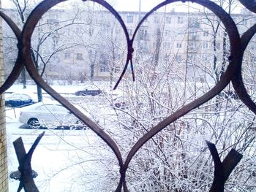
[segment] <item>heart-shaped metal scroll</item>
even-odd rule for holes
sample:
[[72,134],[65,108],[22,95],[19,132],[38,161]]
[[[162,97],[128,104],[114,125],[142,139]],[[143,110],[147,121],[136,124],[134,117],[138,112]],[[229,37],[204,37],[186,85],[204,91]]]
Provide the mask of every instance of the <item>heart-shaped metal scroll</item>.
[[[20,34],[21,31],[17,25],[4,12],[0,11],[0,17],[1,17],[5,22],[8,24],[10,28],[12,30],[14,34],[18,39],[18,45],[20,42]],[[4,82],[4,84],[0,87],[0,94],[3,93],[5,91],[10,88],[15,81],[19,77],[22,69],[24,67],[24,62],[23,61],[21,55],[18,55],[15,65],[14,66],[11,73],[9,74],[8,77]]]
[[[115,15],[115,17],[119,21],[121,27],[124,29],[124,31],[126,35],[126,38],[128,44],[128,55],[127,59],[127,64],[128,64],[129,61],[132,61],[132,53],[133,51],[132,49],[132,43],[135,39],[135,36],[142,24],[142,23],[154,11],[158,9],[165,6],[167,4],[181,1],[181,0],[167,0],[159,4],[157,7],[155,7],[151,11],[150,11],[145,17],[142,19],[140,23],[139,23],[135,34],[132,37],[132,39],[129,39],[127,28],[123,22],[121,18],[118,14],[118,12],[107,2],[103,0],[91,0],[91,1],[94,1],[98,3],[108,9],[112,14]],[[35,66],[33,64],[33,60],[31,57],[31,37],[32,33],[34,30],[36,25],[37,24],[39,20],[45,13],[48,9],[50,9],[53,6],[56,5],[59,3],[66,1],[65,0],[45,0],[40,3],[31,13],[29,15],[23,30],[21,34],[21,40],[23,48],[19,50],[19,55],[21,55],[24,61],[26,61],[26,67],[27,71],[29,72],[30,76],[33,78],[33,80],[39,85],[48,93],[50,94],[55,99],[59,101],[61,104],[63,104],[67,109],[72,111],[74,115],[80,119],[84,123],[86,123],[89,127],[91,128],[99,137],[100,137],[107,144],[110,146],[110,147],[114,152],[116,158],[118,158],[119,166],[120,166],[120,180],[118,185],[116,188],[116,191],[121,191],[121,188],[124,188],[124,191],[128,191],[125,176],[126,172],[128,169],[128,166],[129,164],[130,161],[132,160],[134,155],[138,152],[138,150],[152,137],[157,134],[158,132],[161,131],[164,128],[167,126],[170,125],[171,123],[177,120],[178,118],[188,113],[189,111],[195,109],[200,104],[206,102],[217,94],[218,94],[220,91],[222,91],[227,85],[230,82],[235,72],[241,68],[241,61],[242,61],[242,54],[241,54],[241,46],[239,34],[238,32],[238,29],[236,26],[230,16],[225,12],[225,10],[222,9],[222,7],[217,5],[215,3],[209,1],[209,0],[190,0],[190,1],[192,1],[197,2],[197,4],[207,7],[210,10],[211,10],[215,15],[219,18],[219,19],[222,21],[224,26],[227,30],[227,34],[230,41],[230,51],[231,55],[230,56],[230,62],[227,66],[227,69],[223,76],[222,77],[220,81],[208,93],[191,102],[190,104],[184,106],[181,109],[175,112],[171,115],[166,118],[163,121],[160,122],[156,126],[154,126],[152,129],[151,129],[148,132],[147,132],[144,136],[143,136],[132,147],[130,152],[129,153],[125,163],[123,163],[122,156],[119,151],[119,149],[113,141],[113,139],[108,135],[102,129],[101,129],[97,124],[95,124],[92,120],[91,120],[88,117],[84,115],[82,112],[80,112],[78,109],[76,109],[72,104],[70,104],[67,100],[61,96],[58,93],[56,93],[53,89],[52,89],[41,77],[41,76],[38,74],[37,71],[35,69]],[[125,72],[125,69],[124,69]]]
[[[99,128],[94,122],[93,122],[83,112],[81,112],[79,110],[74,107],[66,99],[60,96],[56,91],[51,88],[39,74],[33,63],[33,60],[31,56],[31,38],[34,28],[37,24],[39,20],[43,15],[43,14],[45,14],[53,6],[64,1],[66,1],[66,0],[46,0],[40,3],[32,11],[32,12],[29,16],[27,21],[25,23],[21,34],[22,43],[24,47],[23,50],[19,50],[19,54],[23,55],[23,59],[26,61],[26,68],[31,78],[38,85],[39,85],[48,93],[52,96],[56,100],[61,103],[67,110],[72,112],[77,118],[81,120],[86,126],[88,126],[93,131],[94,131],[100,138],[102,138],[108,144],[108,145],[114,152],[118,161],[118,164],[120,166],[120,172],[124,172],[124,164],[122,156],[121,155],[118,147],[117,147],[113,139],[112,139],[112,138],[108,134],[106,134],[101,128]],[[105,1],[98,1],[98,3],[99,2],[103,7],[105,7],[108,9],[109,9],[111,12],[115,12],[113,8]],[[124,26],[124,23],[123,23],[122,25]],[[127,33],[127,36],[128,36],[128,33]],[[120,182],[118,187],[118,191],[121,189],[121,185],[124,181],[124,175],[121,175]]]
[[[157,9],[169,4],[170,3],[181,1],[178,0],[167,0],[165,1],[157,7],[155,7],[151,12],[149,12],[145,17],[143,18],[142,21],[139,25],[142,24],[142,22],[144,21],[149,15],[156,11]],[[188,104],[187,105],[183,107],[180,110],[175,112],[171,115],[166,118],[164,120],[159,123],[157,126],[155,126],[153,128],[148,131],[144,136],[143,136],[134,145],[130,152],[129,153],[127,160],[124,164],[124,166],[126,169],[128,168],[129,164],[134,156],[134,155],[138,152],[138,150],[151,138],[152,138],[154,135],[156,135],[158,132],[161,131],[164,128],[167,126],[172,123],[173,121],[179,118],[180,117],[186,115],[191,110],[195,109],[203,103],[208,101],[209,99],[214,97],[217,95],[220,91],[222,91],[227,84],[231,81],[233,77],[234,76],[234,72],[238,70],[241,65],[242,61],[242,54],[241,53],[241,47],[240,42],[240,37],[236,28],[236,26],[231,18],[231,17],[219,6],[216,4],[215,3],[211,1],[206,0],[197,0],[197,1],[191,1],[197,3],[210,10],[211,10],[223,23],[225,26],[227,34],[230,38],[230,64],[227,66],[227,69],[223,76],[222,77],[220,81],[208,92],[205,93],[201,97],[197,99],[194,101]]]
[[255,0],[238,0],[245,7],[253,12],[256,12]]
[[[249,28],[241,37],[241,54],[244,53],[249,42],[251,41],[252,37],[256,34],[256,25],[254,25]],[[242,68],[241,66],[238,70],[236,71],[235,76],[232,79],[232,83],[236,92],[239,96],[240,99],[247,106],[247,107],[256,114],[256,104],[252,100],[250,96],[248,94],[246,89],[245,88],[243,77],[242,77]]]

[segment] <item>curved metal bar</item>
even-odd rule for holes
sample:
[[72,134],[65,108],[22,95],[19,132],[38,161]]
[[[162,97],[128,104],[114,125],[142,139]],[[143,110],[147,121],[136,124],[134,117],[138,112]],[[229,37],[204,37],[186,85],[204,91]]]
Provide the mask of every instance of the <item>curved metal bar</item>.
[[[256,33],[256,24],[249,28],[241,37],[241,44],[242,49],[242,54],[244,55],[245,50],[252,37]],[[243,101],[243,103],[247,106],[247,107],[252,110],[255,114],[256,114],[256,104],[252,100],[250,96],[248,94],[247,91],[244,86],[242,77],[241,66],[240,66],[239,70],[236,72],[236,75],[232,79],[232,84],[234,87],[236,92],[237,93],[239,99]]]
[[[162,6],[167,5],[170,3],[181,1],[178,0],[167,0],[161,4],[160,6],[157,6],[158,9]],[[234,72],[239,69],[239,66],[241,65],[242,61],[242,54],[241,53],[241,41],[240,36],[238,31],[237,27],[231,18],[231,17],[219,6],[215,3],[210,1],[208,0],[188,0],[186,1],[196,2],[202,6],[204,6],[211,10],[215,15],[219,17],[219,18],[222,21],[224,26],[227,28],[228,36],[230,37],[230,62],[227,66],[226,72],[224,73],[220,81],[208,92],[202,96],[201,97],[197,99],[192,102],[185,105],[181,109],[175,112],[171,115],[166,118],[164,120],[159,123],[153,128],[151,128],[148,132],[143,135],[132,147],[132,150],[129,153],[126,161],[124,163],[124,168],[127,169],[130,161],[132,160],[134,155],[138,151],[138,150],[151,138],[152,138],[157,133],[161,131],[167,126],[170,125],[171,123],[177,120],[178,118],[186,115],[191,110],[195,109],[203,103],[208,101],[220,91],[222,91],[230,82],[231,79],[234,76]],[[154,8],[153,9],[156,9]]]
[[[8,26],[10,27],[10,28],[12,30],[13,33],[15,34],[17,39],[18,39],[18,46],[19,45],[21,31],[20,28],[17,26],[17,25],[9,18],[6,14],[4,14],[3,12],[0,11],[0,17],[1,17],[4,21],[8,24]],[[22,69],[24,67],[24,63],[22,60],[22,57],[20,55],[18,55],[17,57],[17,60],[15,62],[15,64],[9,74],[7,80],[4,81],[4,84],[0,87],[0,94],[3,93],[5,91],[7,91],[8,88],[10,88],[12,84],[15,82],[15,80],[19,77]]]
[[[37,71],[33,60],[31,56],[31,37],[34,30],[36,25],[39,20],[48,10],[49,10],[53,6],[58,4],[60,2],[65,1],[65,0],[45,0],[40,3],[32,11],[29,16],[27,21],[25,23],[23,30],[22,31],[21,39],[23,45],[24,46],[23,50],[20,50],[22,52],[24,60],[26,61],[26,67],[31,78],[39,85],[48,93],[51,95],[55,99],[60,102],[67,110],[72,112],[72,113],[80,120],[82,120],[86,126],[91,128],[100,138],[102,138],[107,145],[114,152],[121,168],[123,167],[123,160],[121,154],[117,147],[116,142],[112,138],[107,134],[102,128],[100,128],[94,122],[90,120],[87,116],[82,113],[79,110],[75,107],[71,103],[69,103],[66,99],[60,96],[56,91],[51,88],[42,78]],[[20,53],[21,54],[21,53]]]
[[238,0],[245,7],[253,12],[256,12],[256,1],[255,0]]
--
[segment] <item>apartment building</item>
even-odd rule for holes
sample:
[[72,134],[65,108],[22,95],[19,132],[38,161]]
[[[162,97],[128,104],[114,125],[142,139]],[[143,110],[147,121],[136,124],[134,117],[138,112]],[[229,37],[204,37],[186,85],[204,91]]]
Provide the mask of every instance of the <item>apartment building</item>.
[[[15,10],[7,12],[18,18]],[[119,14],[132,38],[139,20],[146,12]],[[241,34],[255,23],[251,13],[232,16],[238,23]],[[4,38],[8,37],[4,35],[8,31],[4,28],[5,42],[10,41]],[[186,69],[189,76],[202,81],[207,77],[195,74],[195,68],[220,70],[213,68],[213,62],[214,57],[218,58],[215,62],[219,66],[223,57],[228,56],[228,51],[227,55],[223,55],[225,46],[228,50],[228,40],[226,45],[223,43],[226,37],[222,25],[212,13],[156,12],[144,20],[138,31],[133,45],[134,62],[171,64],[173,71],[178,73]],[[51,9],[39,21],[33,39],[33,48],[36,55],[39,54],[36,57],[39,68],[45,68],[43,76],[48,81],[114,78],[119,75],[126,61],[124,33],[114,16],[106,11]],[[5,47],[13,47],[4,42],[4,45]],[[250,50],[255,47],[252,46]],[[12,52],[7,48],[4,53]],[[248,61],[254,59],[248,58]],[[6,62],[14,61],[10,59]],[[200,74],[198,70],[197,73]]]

● PROBLEM TO SOLVE: Can you write out the lines from the one holding "[segment] <item>heart-shaped metal" through the one holding "Provide the mask of every instance of the <item>heart-shaped", inclusive, replacing "holes" with "gaps" and leaving everything else as it is?

● RESPONSE TO THE TASK:
[segment] <item>heart-shaped metal scroll</item>
even-odd rule for gaps
sample:
[[72,134],[65,108],[22,95],[19,132],[38,161]]
[[[162,97],[128,104],[114,125],[142,139]],[[143,110],[147,121],[136,124],[134,117],[138,112]],[[229,37],[204,37],[186,85],[204,91]]]
Provide the mask of every instance of the <item>heart-shaped metal scroll</item>.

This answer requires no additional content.